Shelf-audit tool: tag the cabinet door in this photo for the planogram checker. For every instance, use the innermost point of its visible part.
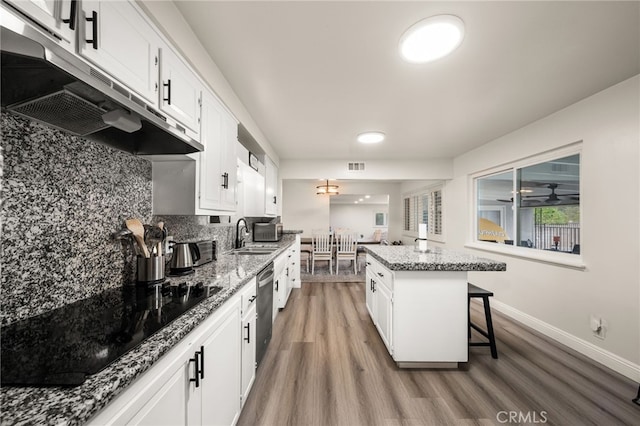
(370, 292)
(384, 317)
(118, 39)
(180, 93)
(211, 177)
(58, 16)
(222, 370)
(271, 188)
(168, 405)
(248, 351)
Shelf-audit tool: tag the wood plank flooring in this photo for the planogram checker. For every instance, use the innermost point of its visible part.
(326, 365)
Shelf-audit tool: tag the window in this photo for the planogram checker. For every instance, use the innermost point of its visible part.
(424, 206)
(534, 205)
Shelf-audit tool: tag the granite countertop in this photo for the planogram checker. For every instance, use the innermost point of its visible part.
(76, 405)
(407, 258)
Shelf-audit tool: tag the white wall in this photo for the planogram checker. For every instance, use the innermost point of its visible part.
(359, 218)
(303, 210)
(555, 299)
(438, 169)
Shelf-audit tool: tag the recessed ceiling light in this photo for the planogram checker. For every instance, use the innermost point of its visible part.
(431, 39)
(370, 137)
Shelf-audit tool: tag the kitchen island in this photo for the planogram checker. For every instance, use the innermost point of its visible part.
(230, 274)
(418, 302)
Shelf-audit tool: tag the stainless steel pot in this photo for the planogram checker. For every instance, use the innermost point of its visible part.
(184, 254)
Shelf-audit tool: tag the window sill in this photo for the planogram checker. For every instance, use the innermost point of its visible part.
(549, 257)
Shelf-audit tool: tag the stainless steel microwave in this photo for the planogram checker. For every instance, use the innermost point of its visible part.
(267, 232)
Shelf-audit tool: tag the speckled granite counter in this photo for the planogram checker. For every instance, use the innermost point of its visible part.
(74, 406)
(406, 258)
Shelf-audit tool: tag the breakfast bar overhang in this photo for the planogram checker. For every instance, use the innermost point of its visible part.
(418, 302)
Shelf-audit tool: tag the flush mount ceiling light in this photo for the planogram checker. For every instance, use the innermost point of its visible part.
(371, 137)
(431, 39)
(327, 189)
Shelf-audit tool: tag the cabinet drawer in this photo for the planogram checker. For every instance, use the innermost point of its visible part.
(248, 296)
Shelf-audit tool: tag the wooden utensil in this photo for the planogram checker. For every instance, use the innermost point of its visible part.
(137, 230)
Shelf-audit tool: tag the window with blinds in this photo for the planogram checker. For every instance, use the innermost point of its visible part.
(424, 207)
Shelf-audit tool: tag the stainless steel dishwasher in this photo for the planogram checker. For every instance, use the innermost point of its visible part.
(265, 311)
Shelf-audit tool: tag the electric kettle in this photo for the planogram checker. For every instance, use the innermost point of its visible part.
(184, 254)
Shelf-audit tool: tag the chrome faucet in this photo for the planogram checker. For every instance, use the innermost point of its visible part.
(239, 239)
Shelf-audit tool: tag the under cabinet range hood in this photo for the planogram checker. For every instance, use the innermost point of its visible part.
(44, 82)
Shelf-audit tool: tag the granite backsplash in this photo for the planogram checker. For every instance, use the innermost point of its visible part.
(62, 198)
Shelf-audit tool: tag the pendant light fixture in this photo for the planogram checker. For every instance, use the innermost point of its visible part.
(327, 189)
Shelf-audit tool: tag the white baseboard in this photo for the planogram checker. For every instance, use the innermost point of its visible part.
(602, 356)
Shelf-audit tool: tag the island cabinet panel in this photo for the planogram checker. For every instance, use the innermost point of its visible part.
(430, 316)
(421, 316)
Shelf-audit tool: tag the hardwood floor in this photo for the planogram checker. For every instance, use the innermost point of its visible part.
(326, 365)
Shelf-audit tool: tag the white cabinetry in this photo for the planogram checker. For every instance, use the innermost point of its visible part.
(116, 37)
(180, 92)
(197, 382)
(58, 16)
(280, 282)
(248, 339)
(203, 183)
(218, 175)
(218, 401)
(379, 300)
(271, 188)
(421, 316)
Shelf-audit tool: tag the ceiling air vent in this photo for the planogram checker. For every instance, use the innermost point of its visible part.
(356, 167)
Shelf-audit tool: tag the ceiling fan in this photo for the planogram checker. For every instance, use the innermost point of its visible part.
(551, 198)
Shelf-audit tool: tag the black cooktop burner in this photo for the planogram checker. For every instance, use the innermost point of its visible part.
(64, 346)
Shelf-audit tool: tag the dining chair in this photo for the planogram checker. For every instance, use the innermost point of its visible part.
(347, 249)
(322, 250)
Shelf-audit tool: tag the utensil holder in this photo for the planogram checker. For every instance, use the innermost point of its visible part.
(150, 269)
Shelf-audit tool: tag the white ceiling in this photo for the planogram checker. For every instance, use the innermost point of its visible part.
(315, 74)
————
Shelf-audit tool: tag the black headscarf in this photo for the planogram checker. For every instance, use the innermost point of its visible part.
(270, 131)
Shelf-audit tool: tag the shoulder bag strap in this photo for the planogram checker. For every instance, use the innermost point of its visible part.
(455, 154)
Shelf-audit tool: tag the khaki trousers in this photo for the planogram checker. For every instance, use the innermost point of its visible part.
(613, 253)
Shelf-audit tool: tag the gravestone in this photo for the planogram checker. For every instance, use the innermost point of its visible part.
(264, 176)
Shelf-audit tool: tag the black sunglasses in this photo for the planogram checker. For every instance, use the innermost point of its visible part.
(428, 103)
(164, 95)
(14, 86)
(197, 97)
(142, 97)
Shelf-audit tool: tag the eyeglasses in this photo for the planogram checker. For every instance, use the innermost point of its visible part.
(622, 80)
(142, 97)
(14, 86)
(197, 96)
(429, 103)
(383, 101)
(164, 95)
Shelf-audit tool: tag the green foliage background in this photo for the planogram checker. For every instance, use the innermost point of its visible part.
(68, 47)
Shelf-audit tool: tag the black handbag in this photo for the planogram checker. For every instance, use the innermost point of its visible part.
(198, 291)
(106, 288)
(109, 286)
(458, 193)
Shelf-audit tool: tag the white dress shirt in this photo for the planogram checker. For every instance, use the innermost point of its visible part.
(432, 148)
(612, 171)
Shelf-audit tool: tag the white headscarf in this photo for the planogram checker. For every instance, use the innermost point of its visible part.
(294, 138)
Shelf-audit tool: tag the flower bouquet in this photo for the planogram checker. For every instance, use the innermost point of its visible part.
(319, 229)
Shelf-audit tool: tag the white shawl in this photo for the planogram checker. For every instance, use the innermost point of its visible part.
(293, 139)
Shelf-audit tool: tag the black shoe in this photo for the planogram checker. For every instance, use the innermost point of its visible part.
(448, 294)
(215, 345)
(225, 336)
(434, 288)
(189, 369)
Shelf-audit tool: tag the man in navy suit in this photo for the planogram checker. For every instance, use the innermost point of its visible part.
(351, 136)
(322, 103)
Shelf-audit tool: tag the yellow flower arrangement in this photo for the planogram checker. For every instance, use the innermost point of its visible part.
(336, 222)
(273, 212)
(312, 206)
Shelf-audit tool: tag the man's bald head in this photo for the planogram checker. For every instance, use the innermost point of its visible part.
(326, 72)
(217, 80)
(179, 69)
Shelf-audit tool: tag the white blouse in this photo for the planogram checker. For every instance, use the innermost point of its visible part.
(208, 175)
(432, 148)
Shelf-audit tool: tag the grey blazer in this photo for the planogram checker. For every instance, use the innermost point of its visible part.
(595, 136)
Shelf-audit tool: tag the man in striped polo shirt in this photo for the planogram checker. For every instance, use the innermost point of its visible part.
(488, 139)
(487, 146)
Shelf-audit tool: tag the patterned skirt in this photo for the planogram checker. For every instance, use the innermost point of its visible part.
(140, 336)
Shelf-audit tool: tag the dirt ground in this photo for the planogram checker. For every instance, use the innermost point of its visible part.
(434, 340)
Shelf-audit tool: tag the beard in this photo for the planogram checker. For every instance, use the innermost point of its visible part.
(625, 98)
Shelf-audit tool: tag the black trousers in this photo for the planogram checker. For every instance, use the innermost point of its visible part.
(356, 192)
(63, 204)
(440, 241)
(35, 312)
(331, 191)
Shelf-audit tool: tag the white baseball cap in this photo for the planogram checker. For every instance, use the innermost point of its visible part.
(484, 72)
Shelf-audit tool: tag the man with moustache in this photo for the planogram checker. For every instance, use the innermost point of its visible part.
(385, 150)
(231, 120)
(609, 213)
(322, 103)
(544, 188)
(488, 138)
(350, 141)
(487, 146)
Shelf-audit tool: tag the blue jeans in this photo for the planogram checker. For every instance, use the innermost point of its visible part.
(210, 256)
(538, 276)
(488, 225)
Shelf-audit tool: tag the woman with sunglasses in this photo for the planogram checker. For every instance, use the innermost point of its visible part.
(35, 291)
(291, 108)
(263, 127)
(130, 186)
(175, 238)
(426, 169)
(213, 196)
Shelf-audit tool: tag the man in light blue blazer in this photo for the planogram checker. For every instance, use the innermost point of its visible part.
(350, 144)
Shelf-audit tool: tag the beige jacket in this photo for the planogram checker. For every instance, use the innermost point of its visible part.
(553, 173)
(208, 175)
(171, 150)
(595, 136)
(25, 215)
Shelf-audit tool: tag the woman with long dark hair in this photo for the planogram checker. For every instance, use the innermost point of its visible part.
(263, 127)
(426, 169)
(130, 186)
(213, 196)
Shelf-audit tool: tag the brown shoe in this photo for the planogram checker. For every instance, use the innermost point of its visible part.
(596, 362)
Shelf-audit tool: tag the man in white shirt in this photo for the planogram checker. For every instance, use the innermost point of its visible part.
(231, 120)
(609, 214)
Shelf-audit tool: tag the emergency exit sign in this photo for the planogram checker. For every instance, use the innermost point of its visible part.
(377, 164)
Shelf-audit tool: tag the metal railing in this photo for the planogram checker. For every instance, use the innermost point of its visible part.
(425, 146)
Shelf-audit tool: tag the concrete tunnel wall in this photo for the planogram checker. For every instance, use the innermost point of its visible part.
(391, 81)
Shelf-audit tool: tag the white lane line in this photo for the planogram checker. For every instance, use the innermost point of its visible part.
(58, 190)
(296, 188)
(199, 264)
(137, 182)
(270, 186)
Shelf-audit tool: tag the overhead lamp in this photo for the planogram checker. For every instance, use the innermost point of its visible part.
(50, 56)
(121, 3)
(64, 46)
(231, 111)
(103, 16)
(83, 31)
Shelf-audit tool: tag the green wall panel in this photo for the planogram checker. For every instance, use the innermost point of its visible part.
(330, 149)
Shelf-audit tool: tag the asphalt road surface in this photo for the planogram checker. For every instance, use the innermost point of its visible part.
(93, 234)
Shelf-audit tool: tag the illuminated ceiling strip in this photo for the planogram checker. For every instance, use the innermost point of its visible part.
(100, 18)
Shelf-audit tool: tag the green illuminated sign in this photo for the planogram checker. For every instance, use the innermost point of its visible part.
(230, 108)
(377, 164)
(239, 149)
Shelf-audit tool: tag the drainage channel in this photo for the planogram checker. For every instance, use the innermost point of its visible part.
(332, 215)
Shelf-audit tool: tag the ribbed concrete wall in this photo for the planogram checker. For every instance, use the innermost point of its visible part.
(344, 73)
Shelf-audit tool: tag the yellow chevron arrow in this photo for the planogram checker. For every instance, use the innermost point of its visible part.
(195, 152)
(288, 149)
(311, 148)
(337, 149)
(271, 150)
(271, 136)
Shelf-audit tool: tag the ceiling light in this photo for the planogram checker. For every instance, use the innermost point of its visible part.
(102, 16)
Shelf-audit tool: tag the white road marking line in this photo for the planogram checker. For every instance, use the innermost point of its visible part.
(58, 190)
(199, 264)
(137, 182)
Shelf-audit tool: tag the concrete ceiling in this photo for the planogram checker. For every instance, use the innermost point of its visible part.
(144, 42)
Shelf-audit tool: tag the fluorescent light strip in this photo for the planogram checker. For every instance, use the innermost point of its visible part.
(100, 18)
————
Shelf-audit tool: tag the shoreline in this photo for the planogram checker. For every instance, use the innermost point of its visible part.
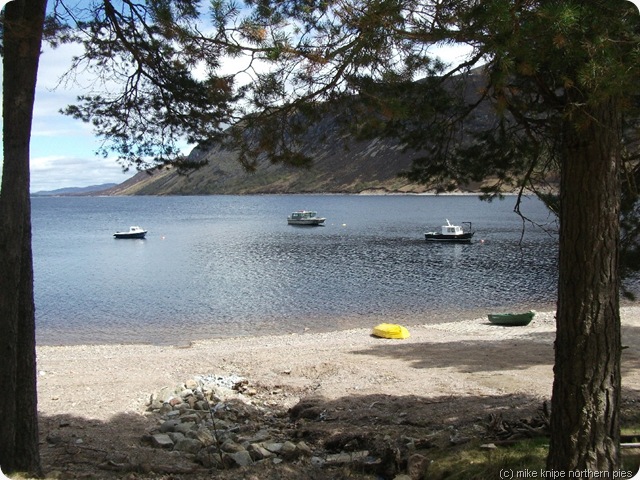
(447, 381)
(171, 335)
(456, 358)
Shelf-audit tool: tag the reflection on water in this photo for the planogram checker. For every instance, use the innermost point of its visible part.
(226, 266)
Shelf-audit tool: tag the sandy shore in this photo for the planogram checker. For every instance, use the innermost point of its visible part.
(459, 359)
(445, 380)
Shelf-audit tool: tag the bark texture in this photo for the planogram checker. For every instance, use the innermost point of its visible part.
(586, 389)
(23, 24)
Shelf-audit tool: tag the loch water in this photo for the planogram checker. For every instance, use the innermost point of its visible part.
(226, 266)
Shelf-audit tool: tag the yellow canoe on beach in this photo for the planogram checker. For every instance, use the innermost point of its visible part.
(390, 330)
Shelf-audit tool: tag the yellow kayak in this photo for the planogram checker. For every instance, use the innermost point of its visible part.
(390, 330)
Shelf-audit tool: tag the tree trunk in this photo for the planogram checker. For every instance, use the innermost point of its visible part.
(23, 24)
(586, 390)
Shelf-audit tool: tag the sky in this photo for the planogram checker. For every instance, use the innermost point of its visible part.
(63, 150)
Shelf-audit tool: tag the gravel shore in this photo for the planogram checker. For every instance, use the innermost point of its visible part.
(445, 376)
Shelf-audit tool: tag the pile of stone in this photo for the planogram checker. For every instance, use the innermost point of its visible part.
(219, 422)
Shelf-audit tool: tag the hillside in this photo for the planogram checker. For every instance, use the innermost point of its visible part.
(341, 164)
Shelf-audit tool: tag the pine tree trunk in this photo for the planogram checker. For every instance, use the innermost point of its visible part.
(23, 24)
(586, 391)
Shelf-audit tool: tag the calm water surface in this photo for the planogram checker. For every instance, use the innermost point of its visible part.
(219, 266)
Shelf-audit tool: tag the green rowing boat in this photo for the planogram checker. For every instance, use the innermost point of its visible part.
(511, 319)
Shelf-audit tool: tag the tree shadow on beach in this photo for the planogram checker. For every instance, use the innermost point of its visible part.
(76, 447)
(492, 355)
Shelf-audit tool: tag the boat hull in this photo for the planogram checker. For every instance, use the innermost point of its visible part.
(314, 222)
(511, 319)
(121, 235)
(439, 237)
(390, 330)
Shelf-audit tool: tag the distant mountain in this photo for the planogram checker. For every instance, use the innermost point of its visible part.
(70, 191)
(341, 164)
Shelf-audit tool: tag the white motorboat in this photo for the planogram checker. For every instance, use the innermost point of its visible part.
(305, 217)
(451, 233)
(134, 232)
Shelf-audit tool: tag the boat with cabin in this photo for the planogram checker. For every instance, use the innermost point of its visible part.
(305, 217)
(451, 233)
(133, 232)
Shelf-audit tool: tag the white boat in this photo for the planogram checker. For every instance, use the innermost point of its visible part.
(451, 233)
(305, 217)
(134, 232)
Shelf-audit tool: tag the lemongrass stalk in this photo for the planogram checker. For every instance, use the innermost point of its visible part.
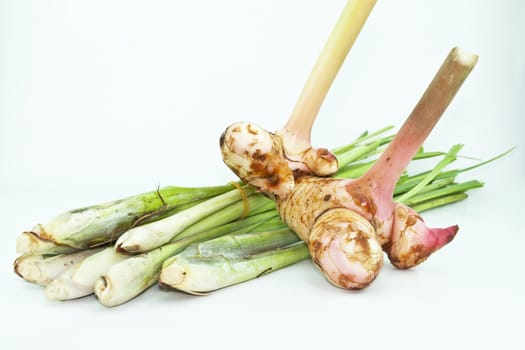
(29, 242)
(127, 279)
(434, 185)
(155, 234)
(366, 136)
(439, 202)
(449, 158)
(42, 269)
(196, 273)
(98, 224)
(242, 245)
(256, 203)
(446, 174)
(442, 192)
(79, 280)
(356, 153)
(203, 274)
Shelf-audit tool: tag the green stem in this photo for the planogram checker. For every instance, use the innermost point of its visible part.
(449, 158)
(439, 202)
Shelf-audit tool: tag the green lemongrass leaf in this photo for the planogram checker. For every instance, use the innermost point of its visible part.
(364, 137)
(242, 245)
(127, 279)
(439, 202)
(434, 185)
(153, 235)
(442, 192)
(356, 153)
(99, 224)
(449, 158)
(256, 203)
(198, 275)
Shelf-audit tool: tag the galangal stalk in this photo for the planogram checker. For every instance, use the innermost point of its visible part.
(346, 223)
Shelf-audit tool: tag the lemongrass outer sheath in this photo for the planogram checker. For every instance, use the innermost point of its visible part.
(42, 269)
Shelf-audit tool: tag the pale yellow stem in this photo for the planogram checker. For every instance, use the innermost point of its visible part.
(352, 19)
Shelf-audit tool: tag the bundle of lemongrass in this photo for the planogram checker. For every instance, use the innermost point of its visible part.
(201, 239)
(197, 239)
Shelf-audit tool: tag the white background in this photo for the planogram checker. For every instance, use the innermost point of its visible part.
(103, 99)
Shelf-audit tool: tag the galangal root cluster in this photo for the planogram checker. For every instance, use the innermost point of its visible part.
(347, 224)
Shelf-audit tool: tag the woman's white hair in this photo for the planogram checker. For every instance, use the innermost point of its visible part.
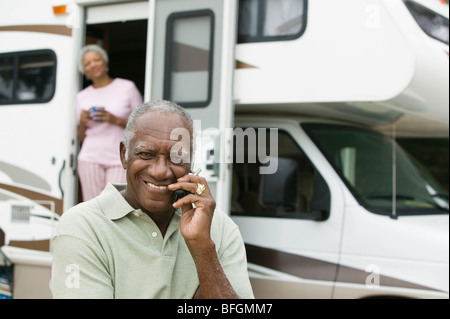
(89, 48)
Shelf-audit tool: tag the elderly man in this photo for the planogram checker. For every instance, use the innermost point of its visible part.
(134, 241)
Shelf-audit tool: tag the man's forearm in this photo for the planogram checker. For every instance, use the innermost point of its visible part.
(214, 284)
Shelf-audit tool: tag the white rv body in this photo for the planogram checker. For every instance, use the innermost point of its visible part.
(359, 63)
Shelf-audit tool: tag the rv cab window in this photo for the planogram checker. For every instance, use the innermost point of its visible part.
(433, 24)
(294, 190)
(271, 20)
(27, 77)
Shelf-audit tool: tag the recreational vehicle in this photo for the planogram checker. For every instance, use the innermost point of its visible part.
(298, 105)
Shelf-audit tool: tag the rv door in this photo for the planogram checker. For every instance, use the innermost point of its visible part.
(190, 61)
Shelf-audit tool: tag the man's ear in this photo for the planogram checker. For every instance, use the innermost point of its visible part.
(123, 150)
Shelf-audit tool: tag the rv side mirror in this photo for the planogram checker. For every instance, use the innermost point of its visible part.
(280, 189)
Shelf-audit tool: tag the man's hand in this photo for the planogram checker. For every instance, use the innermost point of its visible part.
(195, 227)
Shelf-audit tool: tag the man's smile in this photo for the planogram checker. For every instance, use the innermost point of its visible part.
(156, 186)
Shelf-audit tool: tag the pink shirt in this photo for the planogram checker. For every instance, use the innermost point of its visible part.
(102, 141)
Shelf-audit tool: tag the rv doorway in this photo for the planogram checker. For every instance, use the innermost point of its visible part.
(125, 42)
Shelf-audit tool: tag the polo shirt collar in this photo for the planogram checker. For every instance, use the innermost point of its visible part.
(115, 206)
————
## Exercise instructions
How many lines in the entries above contain the string "flower"? Reply with the number alone.

## Answer for this exercise
2